- **PASSAGE CITÉ**:
Commençons par une petite typologie. Les images nous suggèrent que satisfaire au désir d’être à l’aise commence par le choix des vêtements. Pendant des siècles, le chauffage rudimentaire ne remédiait qu’aux très basses températures, mais protégeait mal du froid pendant les longues périodes d’immobilité en bibliothèque. Et celle-ci débordant d’objets inflammables, un bon feu de cheminée y était rigoureusement déconseillé. Aussi n’est-il point étonnant de voir, jusqu’au XVIIe siècle, les lecteurs portant un couvre-chef pour ne pas prendre froid. Quant au corps, ils le tenaient emmitouflé dans des vêtements longs, amples et confortables, l’habit habituel des clercs et des savants, médecins et juristes accoutumés à fréquenter les bibliothèques [3]. D’ordinaire, une doublure d’hermine augmentait la chaleur qu’assurait cette tenue. C’est en fonction des progrès en matière de chauffage, même dans les bibliothèques, qu’il faut voir l’abandon à partir du XVIIe siècle des vêtements traditionnels. Et il faudra attendre la fin du XIXe pour rencontrer une caricature définissant le séjour en bibliothèque par « chaleur et sommeil réparateur à la fois » [4].

Du XVe  au XXe siècle, les lunettes comptent parmi les attributs de ceux qui passent leur temps à s’user les yeux en lisant beaucoup [3, 4] : emblème à la fois d’une culture supérieure et  marque typique du sexe masculin. Autre fait qui mérite d’être signalé : dès le Moyen Age, maint lecteur a ouvert plusieurs volumes à la fois [3] : il vérifie et complète donc les informations de chaque livre en les comparant à d’autres œuvres. Au XVIe siècle on nous présente même une « bibliothèque tournante » qui promet de faciliter cette lecture comparative : dans les cases d’une grande roue sont placés simultanément nombre de livres ouverts [5].

Du Moyen Age à nos jours, bien des documents nous montrent un lecteur ayant sous la main de quoi écrire [6]. Le message est clair : l’utilisateur d’une bibliothèque est le type même du lecteur productif : amassant les trésors enfouis dans les livres, il les refond ensuite en textes de son cru. Presque aussi souvent, on rencontre sur les images un lecteur la tête appuyée sur sa main. Cette attitude, propre à prévenir la fatigue des muscles cervicaux par une lecture prolongée, finira par être la pose typique de la réflexion profonde [4].

- **INFORMATIONS EXTRAITES**:
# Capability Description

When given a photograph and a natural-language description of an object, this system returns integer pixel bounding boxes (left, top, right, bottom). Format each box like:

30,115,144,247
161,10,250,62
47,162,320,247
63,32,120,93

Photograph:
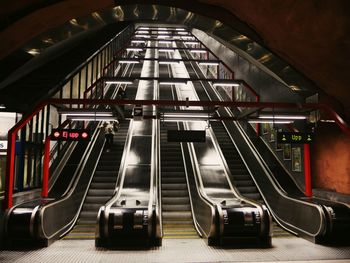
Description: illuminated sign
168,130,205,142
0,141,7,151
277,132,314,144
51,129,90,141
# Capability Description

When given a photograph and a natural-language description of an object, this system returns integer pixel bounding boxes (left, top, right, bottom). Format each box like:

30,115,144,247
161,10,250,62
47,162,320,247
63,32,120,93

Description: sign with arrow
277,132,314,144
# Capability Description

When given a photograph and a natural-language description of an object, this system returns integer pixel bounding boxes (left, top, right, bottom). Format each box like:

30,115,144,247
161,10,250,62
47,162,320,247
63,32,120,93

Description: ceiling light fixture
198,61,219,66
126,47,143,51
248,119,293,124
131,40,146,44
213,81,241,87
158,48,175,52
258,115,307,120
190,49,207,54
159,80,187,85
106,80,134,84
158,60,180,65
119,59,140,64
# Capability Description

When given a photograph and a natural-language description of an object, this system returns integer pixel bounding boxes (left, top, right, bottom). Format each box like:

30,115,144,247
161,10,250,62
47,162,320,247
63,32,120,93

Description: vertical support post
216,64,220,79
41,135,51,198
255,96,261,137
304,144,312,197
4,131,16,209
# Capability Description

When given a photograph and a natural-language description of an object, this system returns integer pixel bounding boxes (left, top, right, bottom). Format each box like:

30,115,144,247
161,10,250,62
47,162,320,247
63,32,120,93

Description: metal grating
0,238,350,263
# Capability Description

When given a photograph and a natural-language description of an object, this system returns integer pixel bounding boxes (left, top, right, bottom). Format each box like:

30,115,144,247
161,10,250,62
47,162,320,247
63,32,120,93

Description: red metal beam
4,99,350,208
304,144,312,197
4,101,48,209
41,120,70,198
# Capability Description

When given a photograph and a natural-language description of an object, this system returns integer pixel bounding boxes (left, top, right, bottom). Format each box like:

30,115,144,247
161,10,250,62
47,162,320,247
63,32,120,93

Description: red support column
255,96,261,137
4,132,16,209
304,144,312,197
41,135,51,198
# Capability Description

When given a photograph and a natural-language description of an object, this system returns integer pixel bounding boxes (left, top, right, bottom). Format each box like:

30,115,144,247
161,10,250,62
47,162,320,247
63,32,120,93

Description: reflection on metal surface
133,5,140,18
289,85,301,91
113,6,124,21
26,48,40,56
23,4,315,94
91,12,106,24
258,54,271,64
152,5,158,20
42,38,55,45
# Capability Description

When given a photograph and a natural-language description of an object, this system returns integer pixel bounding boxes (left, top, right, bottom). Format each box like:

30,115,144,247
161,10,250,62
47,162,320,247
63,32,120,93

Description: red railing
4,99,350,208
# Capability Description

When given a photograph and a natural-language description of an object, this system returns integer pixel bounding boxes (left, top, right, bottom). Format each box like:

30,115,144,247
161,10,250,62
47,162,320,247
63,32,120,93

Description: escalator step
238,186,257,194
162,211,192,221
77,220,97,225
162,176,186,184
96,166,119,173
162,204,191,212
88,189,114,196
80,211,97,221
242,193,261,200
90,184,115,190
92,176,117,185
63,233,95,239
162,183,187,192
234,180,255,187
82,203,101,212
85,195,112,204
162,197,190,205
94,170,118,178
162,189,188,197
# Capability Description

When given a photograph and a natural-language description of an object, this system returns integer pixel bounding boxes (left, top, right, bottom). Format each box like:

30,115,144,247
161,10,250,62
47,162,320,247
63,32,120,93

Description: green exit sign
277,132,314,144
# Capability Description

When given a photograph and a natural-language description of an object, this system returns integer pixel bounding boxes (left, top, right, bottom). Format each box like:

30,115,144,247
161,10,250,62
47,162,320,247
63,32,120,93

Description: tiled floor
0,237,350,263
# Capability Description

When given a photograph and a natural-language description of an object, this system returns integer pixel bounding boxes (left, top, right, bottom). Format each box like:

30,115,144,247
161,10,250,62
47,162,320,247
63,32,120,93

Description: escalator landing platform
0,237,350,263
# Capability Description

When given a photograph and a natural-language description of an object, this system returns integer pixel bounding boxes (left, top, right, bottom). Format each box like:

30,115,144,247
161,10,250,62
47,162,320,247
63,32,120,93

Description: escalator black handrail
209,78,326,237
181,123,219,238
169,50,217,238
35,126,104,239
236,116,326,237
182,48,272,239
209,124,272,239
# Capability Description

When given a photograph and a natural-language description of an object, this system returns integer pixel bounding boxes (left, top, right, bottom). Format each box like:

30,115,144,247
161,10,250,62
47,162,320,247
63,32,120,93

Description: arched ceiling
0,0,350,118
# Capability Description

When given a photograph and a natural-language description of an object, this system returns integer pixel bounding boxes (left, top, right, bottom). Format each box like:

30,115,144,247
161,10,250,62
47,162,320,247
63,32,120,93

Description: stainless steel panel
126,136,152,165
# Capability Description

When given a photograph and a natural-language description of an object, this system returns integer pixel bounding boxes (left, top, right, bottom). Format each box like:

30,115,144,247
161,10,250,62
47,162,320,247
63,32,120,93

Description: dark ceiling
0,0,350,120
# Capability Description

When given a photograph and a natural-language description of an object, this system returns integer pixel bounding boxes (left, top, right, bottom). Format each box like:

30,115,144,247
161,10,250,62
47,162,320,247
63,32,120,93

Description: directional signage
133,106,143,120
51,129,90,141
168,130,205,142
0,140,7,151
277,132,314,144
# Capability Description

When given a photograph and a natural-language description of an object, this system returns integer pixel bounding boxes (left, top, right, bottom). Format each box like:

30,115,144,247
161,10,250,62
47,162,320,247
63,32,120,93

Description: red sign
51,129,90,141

- **TRAVAIL DEMANDÉ**:
• A. Extrayez du texte sur les lecteurs en bibliothèque le passage compris entre « Du Moyen Age » et « réflexion profonde [4]. », bornes incluses.
• B. D'après le texte sur les lecteurs en bibliothèque, les affirmations suivantes sont-elles exactes ? (i) Jusqu'au XVIIe siècle, les lecteurs portaient un couvre-chef pour ne pas prendre froid. (ii) Un bon feu de cheminée était recommandé dans les bibliothèques. (iii) La « bibliothèque tournante » est présentée au XVIIIe siècle. Répondez par oui ou non et citez à chaque fois les mots décisifs du texte.
• C. Poursuivez le texte sur les lecteurs en bibliothèque après sa dernière phrase.
Les lignes ne jouent aucun rôle dans ce travail.

- **RÉPONSES DONNÉES**:
• A.
Du Moyen Age à nos jours, bien des documents nous montrent un lecteur ayant sous la main de quoi écrire [6]. Le message est clair : l’utilisateur d’une bibliothèque est le type même du lecteur productif : amassant les trésors enfouis dans les livres, il les refond ensuite en textes de son cru. Presque aussi souvent, on rencontre sur les images un lecteur la tête appuyée sur sa main. Cette attitude, propre à prévenir la fatigue des muscles cervicaux par une lecture prolongée, finira par être la pose typique de la réflexion profonde [4].

• B.
(i) Oui : « jusqu’au XVIIe siècle, les lecteurs portant un couvre-chef pour ne pas prendre froid ».
(ii) Non : « un bon feu de cheminée y était rigoureusement déconseillé ».
(iii) Non : « Au XVIe siècle on nous présente même une « bibliothèque tournante » ».

• C.
Dans l’ensemble la position assise des lecteurs, la plus commode, prédomine nettement. Plongés dans leur lecture, ils n’accordent guère d’attention au monde extérieur. La plupart du temps, ils tournent le dos à la fenêtre, dans la position qui normalement assure le meilleur éclairage. Car jusqu’à la fin du XVIIIe siècle, l’utilisateur d’une bibliothèque est censé lire de préférence à la lumière du jour : encore un moyen de diminuer le risque d’incendie qu’auraient représenté des bougies ou candélabres.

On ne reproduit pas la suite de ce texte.